━━━ Pasaje mostrado

Is 50,5-9a
Sl 114(115),1-2.3-4.5-6.8-9
Sant 2,14-18
Mc 8,27-35
El fragmento del evangelio de Marcos constituye el centro espacial de todo el evangelio (se sitúa exactamente en la mitad de la obra) y un centro clave para comprender toda la enseñanza y el camino espiritual que, en la narración marcana, va desde Galilea hasta el calvario y el sepulcro vacío.
El escenario en el que este evento se desarrolla se sitúa fuera de los límites de Palestina, en las proximidades de Cesarea de Filipo, ciudad construida por Filipo, hijo de Herodes el Grande, siguiendo los cánones romanos y dedicada al dios de la naturaleza Pan (de ahí el nombre actual de la localidad: Banyas), dada la exuberante vegetación existente en la zona abundante en aguas, de hecho allí se encuentran las fuentes que dan vida al nacimiento del Jordán, a los pies del monte Hermón.
Un poco antes de esta perícopa, Jesús ha curado a un ciego en Betsaida, y lo ha tenido que hacer repitiendo el gesto de la imposición de manos (Mc 8,22-26). Al final del camino hacia Jerusalén, que comienza a partir de la confesión de Pedro, otro ciego será curado, aquel de Jericó (Mc 10,46-52). Es así como enmarca el evangelista el camino de los discípulos, presentándolos como ciegos que tienen que ser llevados a la fe para vean claramente quién es Jesús y puedan ser testigos del evangelio y pescadores de hombres (Cf. Mc 1,17). En esta etapa del seguimiento, como constata la confesión de Pedro, los discípulos han alcanzado un cierto grado de visión de la persona de Jesús, pero esta “visión” no es total ni perfecta, puesto que todavía no entienden de qué modo realiza Jesús su realidad mesiánica ni todavía llegan a vislumbrar que es el Hijo de Dios (confesión que Marcos pondrá en los labios del centurión romano al contemplar cómo ha muerto Jesús, Mc 15,39), realidad de su persona que su resurrección de entre los muertos sancionará definitivamente (Mc 16,6-7).

━━━━━━
━━━ Material listado

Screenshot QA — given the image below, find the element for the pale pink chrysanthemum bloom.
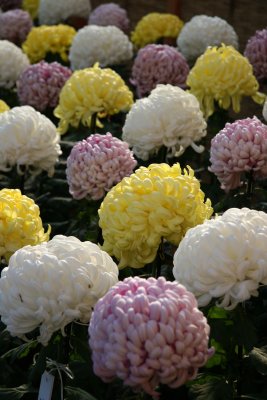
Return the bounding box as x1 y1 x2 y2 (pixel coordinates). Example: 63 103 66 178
66 133 137 200
17 61 72 111
209 117 267 192
89 276 214 398
88 3 130 32
131 44 189 97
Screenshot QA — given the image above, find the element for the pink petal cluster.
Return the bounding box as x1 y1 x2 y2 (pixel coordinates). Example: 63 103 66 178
131 44 189 97
244 29 267 80
0 9 33 45
88 3 130 32
17 61 72 111
209 117 267 192
89 276 214 397
66 133 137 200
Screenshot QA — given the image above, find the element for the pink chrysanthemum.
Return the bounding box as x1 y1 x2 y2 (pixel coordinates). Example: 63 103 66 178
0 9 33 45
131 44 189 97
244 29 267 80
66 133 137 200
89 276 213 397
88 3 130 32
17 61 72 111
209 117 267 192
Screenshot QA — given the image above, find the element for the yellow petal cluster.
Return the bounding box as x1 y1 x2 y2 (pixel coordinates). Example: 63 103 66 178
54 65 133 134
0 189 50 261
131 13 184 48
186 44 265 118
98 163 213 268
22 24 76 64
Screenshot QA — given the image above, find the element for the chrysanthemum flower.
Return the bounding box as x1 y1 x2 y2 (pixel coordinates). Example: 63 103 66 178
122 85 207 160
209 117 267 192
173 208 267 309
88 3 130 32
131 44 189 97
177 15 238 62
99 164 212 268
38 0 91 25
0 106 61 176
0 10 33 45
66 133 137 200
0 189 50 260
17 61 72 111
22 24 76 63
69 25 133 70
54 65 133 133
89 276 213 398
244 29 267 81
187 45 265 117
0 235 118 345
131 13 184 48
0 40 30 89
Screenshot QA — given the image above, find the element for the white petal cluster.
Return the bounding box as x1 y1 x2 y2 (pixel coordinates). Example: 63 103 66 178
122 84 207 160
177 15 238 62
0 235 118 345
69 25 133 70
0 40 30 89
173 208 267 309
38 0 91 25
0 106 61 176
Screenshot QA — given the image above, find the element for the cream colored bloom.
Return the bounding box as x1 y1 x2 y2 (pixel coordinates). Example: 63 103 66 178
0 40 30 89
0 235 118 345
173 208 267 309
122 85 207 160
69 25 133 70
0 106 61 176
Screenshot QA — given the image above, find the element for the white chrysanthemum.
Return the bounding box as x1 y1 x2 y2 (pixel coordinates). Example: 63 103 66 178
0 40 30 89
122 84 207 160
173 208 267 309
0 235 118 345
177 15 238 62
69 25 133 70
0 106 61 176
38 0 91 25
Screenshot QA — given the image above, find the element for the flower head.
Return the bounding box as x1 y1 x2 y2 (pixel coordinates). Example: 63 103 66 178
99 164 212 268
177 15 238 62
244 29 267 81
38 0 91 25
22 24 76 63
131 13 184 48
131 44 189 97
0 235 118 345
122 85 207 160
89 276 213 398
54 65 133 133
173 208 267 309
0 10 33 45
17 61 72 111
0 189 50 260
69 25 133 70
0 106 61 176
209 117 267 192
0 40 30 89
187 45 265 117
66 133 137 200
88 3 130 32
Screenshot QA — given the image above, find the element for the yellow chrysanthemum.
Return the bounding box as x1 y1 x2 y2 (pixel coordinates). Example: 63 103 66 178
131 13 184 48
0 189 51 260
99 163 213 268
54 65 133 134
22 24 76 64
186 44 265 117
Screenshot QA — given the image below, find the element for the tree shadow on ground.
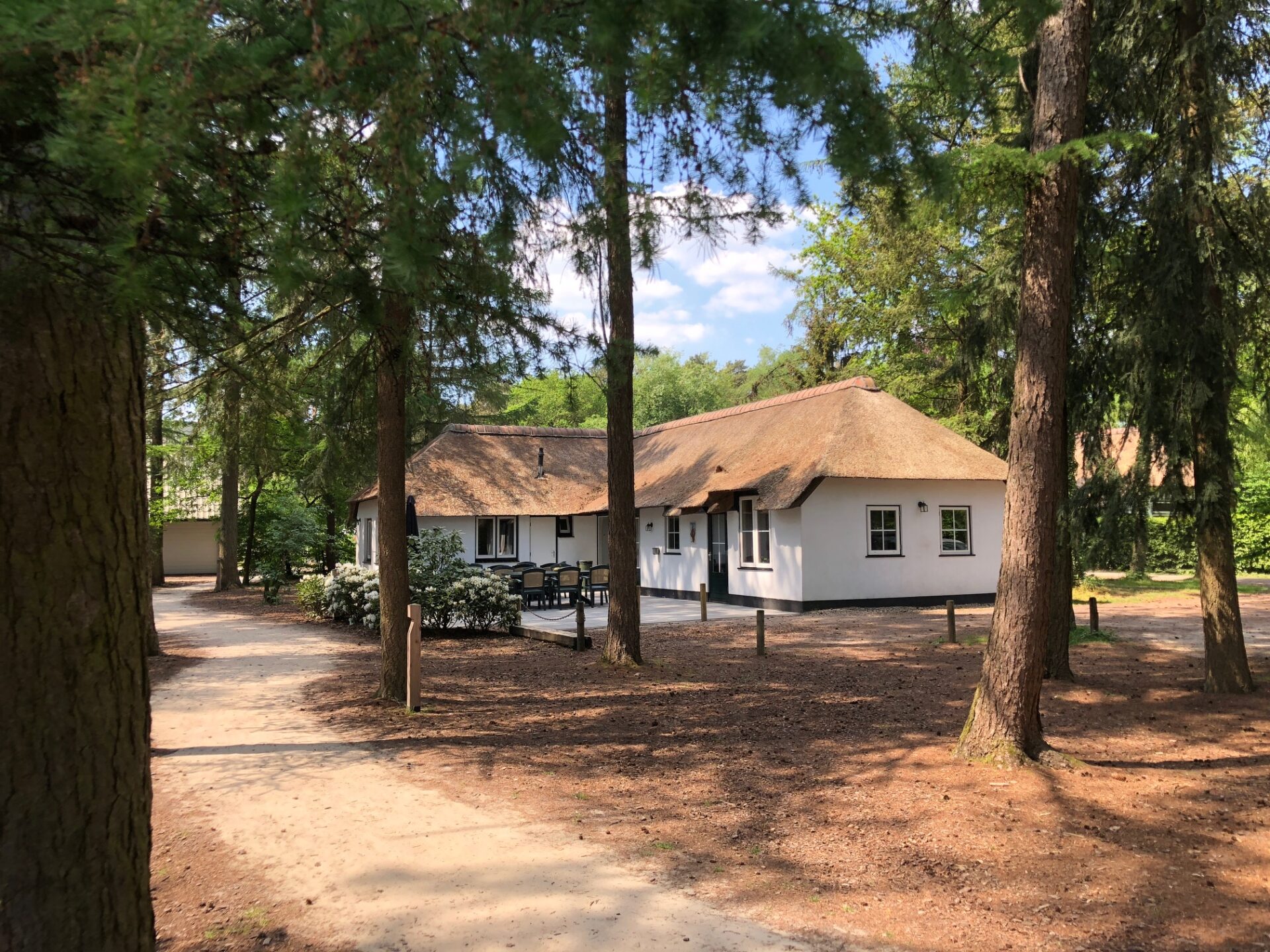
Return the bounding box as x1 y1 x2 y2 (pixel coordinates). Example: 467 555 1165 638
288 598 1270 949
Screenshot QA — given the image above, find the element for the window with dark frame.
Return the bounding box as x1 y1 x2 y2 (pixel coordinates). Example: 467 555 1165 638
940 505 972 555
476 516 494 559
739 496 772 566
476 516 516 559
866 505 902 555
498 516 516 559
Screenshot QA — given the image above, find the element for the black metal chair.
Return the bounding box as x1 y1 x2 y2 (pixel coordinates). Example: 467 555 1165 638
588 565 609 603
521 569 551 608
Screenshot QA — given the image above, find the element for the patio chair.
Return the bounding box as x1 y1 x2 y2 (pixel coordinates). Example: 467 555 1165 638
521 569 550 608
591 565 609 602
556 565 581 606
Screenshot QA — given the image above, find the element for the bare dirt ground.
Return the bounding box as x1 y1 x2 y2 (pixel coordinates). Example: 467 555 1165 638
151 588 805 952
278 594 1270 951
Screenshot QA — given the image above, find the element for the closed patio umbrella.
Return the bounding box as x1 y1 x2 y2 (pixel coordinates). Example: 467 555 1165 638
405 496 419 536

━━━━━━

# Haz esto
Prosigue el comentario sobre el pasaje de Marcos 8,27-35 a partir de su última oración.

# Resultado
La pregunta de Jesús: «¿Quién dicen los hombres que soy yo?» (Mc 8,27) da lugar a un montón de respuestas por parte de los discípulos. La gente le considera un hombre de Dios, un profeta, alguien, en definitiva, que habla de parte de Dios y enseña su voluntad. Tanto el Bautista (Cf. También Herodes había considerado esta posibilidad, Mc 6,14), como Elías (cuya vuelta se esperaba para dar comienzo a la era mesiánica y anunciar el juicio definitivo de Dios en la historia, Mal 3,23), o uno de los profetas, subrayan esa dimensión profética que la gente ve en Jesús. Ahora bien, no obstante la grandeza que estas respuestas dejan vislumbrar de la persona de Jesús, todas ellas son incompletas y no auténticas. Ser un profeta significaba ser un intermediario más en la lista de intermediarios enviados por Dios al pueblo de Israel. Jesús sería entonces uno más, pero no el último y definitivo Profeta, el anunciado por Moisés, ni el Cristo prometido a la dinastía davídica.
Por eso Jesús insiste en preguntar a los discípulos: «Y vosotros, ¿quién decís que soy yo?» (Mc 8,29). Jesús desea saber si, después de todo lo escuchado y vivido junto a Él a lo largo de su ministerio en Galilea, los discípulos han penetrado más en el misterio de su persona y puede entonces dar un paso adelante e introducirlos más profundamente en la verdad de su ser y, por tanto, en el modo como va a realizar su misión salvífica.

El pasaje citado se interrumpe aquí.